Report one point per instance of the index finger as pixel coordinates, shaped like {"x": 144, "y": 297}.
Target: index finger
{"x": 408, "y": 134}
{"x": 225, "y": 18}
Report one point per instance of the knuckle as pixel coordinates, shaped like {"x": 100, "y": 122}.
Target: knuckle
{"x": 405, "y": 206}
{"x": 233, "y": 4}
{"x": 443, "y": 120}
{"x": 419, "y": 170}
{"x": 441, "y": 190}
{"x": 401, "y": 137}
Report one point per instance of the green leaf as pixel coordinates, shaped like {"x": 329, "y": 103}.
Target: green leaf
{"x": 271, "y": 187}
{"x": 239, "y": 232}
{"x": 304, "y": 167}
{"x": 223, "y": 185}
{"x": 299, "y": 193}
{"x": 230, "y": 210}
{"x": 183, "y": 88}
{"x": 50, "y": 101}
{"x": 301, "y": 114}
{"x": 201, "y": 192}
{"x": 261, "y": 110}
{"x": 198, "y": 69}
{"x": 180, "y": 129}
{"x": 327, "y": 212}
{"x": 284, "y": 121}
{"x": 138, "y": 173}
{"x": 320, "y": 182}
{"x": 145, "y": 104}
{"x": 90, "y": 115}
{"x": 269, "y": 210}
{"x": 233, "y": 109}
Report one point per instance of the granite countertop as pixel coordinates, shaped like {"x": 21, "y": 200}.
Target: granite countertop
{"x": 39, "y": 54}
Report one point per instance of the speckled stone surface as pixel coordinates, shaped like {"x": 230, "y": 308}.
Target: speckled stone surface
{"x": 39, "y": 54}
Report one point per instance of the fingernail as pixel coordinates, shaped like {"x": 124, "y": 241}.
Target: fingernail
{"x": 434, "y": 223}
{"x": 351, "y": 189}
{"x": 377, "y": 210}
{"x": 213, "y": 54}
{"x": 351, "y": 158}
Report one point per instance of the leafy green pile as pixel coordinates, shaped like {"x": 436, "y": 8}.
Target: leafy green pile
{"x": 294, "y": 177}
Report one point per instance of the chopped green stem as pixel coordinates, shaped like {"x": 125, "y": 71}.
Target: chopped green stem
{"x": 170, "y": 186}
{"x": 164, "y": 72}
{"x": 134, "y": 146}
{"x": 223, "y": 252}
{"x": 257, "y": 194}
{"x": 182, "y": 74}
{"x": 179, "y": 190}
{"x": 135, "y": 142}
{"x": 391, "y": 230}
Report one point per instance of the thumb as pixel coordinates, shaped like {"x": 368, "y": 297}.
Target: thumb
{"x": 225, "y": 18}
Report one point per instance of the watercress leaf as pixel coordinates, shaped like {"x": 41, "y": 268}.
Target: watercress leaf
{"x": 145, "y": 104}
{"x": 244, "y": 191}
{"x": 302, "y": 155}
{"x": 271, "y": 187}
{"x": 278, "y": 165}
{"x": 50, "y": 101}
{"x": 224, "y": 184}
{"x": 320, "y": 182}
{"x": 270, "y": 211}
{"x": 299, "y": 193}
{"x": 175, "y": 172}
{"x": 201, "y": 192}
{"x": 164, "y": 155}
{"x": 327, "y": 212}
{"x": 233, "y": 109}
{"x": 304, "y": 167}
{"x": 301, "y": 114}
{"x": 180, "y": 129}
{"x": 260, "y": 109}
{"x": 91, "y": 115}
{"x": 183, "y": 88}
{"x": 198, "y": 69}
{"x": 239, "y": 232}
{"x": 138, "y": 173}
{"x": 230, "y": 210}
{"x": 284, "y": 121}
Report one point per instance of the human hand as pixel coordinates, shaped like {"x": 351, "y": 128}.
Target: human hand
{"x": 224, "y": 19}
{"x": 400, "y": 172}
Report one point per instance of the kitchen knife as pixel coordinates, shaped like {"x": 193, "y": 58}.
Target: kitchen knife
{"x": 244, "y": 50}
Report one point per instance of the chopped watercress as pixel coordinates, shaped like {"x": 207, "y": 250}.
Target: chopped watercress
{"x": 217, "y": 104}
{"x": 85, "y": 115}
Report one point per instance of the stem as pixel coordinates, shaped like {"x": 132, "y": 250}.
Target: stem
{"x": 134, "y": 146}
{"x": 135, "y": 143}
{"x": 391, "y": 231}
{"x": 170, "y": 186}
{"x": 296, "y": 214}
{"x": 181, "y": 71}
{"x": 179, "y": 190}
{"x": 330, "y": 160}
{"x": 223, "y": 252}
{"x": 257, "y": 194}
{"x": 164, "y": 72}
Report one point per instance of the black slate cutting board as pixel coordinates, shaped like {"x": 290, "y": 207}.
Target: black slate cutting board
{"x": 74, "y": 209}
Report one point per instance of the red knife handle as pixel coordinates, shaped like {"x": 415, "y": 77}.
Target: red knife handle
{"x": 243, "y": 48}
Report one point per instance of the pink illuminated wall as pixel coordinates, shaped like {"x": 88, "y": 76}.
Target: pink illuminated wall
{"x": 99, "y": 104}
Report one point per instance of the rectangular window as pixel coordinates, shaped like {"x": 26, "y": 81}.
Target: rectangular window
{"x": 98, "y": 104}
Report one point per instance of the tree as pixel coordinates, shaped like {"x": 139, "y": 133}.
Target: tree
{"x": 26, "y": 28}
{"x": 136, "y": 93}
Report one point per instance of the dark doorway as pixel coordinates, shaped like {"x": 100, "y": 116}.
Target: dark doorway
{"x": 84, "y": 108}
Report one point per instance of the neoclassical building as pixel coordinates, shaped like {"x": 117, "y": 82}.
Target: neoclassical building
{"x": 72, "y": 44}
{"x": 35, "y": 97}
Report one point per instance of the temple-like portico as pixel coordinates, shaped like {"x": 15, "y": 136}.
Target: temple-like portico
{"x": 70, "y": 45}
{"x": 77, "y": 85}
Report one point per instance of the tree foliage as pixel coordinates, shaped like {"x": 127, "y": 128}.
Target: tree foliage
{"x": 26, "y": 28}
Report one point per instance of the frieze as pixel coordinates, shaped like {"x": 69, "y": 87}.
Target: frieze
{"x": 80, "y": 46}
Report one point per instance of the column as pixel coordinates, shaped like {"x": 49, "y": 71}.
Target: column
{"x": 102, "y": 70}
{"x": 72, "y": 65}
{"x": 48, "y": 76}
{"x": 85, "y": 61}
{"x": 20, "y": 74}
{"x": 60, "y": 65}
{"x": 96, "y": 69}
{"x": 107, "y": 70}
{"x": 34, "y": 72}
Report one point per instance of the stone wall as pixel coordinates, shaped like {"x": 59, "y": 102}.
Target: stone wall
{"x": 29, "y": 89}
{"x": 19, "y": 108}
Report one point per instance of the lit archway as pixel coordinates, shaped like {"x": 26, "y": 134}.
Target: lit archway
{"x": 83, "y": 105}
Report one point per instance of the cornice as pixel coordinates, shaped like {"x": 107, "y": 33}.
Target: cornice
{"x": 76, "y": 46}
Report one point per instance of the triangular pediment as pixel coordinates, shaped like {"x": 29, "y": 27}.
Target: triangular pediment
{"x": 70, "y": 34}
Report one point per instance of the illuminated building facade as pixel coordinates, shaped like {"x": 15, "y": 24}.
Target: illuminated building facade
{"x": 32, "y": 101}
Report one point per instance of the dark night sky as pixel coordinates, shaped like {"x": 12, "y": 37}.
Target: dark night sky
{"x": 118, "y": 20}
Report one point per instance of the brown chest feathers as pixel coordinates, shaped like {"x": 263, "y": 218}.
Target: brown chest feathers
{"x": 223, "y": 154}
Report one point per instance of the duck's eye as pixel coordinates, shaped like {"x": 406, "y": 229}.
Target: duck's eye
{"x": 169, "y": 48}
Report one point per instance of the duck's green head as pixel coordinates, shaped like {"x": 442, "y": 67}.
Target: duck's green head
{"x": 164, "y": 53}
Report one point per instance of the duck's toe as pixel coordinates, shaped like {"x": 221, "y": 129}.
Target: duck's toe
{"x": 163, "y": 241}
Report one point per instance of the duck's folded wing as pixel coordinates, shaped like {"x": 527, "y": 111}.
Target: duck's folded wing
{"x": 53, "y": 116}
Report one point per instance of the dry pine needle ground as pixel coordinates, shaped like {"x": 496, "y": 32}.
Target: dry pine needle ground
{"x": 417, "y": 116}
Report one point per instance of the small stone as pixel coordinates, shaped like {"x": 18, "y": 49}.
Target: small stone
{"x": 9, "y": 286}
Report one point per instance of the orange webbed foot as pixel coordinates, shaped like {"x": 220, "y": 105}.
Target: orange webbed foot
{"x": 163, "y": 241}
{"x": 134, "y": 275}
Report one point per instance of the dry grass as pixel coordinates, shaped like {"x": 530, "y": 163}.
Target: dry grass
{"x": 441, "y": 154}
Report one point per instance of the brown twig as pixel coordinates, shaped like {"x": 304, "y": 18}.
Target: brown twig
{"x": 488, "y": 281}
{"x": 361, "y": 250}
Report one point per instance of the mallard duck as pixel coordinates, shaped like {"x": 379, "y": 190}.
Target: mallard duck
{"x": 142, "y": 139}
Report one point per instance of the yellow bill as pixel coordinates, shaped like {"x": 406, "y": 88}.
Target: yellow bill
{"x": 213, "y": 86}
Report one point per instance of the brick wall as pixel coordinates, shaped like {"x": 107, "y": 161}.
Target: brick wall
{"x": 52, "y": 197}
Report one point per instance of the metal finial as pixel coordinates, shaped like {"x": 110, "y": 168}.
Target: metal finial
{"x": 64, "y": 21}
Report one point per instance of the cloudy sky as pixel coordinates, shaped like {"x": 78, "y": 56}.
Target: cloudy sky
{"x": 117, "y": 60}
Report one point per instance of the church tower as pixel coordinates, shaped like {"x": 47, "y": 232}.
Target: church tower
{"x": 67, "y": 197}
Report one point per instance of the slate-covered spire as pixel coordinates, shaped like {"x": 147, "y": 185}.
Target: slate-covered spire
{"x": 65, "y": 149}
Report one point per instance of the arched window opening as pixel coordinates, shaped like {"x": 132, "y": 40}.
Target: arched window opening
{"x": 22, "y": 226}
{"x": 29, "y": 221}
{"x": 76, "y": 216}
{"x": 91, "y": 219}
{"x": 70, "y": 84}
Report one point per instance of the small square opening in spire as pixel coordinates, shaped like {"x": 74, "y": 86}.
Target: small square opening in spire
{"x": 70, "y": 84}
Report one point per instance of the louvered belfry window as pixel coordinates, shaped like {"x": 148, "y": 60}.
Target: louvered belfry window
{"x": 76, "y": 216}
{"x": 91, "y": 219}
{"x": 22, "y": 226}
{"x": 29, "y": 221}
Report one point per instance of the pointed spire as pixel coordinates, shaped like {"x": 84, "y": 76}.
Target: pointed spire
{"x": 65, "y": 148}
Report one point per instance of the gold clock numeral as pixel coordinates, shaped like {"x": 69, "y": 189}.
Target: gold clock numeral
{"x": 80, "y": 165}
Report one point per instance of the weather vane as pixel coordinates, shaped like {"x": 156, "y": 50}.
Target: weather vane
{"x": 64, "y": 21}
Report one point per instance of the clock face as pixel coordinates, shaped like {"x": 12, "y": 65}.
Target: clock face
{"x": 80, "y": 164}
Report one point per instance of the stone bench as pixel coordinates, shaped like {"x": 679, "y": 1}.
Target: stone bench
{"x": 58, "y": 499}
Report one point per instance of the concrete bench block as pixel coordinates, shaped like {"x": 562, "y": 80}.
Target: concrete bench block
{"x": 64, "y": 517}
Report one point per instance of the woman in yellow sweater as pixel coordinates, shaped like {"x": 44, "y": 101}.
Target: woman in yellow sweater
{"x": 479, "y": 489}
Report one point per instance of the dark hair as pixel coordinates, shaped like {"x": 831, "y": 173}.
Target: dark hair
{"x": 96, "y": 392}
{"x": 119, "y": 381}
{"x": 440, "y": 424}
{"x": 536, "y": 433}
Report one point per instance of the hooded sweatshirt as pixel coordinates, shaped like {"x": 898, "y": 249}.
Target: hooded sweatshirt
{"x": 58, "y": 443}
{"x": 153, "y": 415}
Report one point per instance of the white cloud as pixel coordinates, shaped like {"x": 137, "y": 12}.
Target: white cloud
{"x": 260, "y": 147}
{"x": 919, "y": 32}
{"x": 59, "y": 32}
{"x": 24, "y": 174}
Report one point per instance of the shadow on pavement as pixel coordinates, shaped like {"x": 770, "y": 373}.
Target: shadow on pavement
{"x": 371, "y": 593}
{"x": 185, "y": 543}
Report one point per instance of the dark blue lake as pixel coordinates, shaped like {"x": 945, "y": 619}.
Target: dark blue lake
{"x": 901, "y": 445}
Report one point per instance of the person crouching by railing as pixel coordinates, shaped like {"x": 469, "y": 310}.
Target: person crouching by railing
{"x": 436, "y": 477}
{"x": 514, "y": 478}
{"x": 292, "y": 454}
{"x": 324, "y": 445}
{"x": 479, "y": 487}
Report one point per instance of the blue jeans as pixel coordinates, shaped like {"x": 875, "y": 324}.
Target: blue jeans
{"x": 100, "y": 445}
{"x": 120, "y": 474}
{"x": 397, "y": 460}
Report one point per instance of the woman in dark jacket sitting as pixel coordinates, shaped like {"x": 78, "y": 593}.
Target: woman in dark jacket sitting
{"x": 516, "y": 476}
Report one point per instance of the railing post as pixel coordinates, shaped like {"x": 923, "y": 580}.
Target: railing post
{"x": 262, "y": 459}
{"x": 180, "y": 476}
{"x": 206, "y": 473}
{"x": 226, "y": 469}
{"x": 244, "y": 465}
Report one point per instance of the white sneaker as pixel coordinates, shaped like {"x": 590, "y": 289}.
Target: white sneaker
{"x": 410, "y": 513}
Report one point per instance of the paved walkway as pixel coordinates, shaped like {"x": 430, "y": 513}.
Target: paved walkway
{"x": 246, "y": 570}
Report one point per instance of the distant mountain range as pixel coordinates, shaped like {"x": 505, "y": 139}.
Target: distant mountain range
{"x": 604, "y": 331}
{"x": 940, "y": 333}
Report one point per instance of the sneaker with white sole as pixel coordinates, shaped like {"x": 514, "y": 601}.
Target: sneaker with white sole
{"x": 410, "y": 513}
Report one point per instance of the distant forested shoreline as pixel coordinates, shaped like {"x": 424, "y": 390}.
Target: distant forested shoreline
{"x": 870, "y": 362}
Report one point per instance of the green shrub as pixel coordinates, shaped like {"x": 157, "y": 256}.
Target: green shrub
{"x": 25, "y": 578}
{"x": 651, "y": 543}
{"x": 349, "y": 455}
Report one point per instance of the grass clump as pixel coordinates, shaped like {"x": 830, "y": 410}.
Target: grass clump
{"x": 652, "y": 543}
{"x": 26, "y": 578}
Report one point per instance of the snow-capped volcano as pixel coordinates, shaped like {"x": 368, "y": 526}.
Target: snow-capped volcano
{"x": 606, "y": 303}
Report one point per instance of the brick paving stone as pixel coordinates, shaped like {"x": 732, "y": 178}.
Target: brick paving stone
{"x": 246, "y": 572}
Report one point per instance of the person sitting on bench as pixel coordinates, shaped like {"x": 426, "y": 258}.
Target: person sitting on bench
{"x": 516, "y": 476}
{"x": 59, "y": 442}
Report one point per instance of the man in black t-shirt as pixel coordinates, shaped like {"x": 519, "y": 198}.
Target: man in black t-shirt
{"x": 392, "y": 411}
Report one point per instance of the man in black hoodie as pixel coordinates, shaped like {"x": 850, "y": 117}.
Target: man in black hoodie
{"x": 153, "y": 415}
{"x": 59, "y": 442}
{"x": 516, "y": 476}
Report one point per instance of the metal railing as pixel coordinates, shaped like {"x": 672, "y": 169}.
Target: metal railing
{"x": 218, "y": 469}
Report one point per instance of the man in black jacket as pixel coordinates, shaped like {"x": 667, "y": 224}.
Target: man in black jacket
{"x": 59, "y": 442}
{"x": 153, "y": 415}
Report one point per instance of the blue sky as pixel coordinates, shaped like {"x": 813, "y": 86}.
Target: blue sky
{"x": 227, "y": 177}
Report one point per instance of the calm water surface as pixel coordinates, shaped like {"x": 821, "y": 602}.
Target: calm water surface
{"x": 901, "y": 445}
_ _ _ _ _ _ _
- Work to be completed
In the listing above, locate the line containing "Target: person crouching by railing" and the line containing "Report one point per instance of the blue jeans". Transcribe those two lines and everything between them, exactly as written.

- Answer area
Target: person crouching by railing
{"x": 436, "y": 477}
{"x": 514, "y": 478}
{"x": 292, "y": 454}
{"x": 324, "y": 445}
{"x": 479, "y": 487}
Report one point per instance of the blue jeans as pixel coordinates, shaped like {"x": 875, "y": 324}.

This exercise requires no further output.